■ TEXT PASSAGE
Q: On exactly that same point, you say other ways, but you mean ways other than deploying NATO troops in Macedonia?

MR. BOUCHER: As I said, the mandate -- within the mandate. And the mandate at this point is only within Kosovo.

Q: Right, but the question to which you responded -- we're looking at other ways -- was -- are you prepared -- what's the current thinking on troops, on NATO troops in Macedonia. And so what I'm trying to get at is --

MR. BOUCHER: We're not looking at ways to move the NATO troops across the border into Macedonia.

Q: And then secondly, with your long list there of KFOR accomplishments, can we safely assume that you would reject any and all criticism that KFOR is not doing enough on its own?

MR. BOUCHER: I am sure KFOR is always looking to do more, and more effectively, but I think KFOR has done a lot, and I have talked about it.

Q: Would the additional troops that Lord Robertson is talking about include possibly additional US troops?

MR. BOUCHER: Not that I know of, but you will have to check with NATO and the Pentagon on that.

Q: Do you have any of the Albanian leadership to talk to, should you choose to? Is there any contact with these radical elements in Macedonia? You had identifiable people --

MR. BOUCHER: Yes, there are identified people on the Presevo side that we have talked to, and obviously we keep in touch with the moderate Albanian leadership in Kosovo. We keep in touch with the Albanian ethnic political parties and political leadership in Macedonia. I don't know if there are any contacts with these extremist groups or not.

■ SUPPLIED INFORMATION
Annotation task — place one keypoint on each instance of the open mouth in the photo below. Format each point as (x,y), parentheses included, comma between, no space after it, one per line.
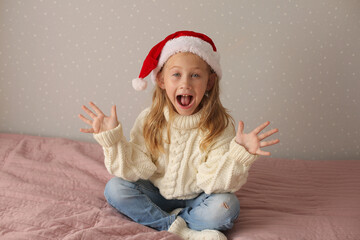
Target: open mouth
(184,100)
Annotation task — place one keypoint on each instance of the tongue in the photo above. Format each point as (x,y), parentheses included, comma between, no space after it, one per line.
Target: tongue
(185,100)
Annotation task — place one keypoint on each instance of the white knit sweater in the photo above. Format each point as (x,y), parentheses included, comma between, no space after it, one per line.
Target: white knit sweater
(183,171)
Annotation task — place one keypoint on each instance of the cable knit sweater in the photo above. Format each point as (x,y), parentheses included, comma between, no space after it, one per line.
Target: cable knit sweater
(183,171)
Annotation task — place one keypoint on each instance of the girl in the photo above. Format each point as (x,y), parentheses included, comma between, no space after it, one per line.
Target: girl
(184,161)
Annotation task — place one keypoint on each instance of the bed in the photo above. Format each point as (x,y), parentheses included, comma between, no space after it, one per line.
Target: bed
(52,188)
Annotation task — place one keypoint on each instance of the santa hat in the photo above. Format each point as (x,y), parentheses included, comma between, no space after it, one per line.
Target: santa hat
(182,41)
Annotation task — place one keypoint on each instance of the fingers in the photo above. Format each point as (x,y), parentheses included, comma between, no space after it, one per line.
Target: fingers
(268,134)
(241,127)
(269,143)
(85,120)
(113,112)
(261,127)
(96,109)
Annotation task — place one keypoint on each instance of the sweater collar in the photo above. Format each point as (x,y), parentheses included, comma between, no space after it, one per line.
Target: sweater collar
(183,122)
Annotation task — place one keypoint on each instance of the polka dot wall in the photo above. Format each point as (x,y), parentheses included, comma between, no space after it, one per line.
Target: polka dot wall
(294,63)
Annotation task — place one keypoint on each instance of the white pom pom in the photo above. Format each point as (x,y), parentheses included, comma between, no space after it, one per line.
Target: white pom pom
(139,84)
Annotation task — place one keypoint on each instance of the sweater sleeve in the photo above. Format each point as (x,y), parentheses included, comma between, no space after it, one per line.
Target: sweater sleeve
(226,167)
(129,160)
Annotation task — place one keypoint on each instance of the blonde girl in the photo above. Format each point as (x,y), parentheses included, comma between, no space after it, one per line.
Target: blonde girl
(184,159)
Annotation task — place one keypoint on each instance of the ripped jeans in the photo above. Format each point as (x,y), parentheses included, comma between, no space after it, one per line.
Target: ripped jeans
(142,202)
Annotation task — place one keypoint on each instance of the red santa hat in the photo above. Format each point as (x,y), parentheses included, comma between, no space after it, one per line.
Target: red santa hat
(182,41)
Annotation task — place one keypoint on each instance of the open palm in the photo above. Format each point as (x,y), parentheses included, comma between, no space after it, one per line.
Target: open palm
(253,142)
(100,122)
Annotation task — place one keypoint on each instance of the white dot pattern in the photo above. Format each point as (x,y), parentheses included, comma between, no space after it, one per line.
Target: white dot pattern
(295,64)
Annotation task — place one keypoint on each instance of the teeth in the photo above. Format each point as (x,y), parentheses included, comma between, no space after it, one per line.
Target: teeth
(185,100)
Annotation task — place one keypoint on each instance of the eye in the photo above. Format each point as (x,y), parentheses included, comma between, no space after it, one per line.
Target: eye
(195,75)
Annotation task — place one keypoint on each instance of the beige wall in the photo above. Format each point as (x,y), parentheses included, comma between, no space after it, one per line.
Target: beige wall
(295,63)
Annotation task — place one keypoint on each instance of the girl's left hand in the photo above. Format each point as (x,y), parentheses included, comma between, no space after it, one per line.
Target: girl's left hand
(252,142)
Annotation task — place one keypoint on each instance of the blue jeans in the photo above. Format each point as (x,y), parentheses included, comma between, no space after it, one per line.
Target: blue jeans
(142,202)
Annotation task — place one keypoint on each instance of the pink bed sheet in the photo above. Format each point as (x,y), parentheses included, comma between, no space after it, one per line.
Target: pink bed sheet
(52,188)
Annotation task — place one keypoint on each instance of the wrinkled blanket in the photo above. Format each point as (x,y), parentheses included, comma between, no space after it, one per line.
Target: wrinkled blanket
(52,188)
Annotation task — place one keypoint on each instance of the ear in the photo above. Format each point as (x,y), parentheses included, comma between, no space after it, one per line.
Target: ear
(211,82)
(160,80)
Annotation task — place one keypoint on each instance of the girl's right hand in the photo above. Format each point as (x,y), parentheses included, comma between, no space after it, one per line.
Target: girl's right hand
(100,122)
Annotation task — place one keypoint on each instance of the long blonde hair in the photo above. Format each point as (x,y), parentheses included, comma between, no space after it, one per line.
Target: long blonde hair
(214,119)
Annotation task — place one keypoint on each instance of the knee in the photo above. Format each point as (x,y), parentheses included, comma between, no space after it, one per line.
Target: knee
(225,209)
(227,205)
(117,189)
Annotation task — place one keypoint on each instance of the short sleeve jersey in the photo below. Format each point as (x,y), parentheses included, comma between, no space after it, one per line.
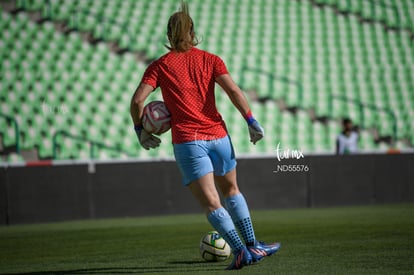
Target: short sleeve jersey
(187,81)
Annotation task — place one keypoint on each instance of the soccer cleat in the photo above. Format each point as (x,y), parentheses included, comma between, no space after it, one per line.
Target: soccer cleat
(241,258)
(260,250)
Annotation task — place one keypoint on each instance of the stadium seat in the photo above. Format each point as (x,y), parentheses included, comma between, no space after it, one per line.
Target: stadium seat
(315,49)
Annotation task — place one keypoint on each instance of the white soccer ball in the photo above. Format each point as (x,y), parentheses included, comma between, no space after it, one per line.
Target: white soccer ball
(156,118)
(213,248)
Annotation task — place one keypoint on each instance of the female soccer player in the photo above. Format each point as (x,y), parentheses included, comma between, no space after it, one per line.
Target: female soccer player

■ EXERCISES
**A)** According to the briefing transcript, where is the mandate currently limited to?
**B)** Please continue the briefing transcript on Macedonia and KFOR from the point where it stops.
The records come from a different source than the briefing transcript.

■ FINAL ANSWERS
**A)** Only within Kosovo.

**B)**
Q: What you were saying that you would guarantee that the territorial integrity of FYROM, you mean on a bilateral level as the US Government, or just in the framework of NATO or KFOR or international military process, whatever it is? When you are saying -- you said that you wanted to --

MR. BOUCHER: I'm not sure I see the distinction. Our support for the territorial integrity of Macedonia is matched by statements that NATO has made; that NATO as a whole has said that they support the territorial integrity of Macedonia as well.

Q: But this is US Government --

MR. BOUCHER: It is on both levels: it's the US Government policy; it's a NATO policy as well.

Q: And the other -- how do you respond to the Prime Minister's of FYROM, Mrs. Mrs. Georgievski's charges that the US is not doing enough to stop the Albanian terrorists from crossing the borderline in Kosovo?

MR. BOUCHER: Well, I think I was sort of asked that question a moment ago. What I would say is NATO is doing a lot. NATO is cooperating and working and in contact with the Macedonian Government. So NATO will continue to fulfill its mandate and continue to make its efforts on that side of the border. And I have outlined for you today a number of things that NATO is in fact doing in that area.

Q: Richard, and another charge against the USA saying the Prime Minister is you can not convince us that the chieftains of those Albanian gangsters are not unknown to your government. How do you respond to this?

MR. BOUCHER: I don't know that that's something to raise with the United States. I think the NATO forces in the area are operating with full knowledge of what's going on, but whether they're actually in a position to do something more once these people go across the border, Im not sure. And I think you have to say NATO is taking a responsibility on the Kosovo side of the border. We are coordinating with the Macedonian Government, and we hope all working together to bring this kind of violence to end.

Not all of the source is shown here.